Work to do:
a) Answer these questions about the IDKSM Search Engine page:
(i) What two settings was the search engine designed for?
(ii) Which Delphi versions is the Delphi engine available for?
(iii) Which web server has the Java Servlet been tested with?
b) In the IDKSM Search Engine page, copy the stretch from "What is it?" through "into a database.", switching "Indexer" to "Crawler".

We accept
ichecklogo



Home

About us

Services

Software

More Info

IDKSM Logo  IDKSM Search Engine

Forget the explaination just give me the file: download it here.
Wait a minute let me see a demo first.

Now in:
Spanish - Danish - Dutch - French - Slovenian

What is it?

The IDKSM* Search Engine is a full text search engine that was designed for use on CD-ROMs and Intranets. The engine consists of 2 parts.

  1. The Indexer which is used to process the HTML files and place the output into a database.
  2. The runtime engine which is used to read that database and present at hit list that matches the keywords you are searching for.

Currently 4 version of the runtime engine exists.

  1. One written in Java 1.0.2 which has been tested and works on the following:
    • Netscape 3.0
    • Netscape 4.x
    • Internet Explorer 3.0
    • Internet Explorer 4.0
    • HotJava 1.0
  2. A second version of the engine is written for use in Delphi. It consists of a simple .dcu file that you just need to compile along with the rest of your code. Delphi 1 & 3 version are available.
  3. The third version is a DLL. A 16-bit and 32-bit DLL are included. Any applications that can use a DLL can now include a Full Text Search Engine.
  4. The fourth version consists of a Windows Web Server CGI application and a Java Servlet. The Windows CGI should work with any Windows based web server. The Servlet has been tested with Apache but again it should work with any web server that deals with servlets.

Sample code for each of the engines, except the CGI versions, is included in the release.

Source data:
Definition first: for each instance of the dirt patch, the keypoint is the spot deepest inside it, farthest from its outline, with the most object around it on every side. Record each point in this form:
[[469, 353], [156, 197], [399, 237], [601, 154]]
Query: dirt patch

Expected answers:
a)
(i) CD-ROMs and Intranets.
(ii) Delphi 1 and Delphi 3.
(iii) Apache.

b)
What is it?

The IDKSM* Search Engine is a full text search engine that was designed for use on CD-ROMs and Intranets. The engine consists of 2 parts.

  1. The Crawler which is used to process the HTML files and place the output into a database.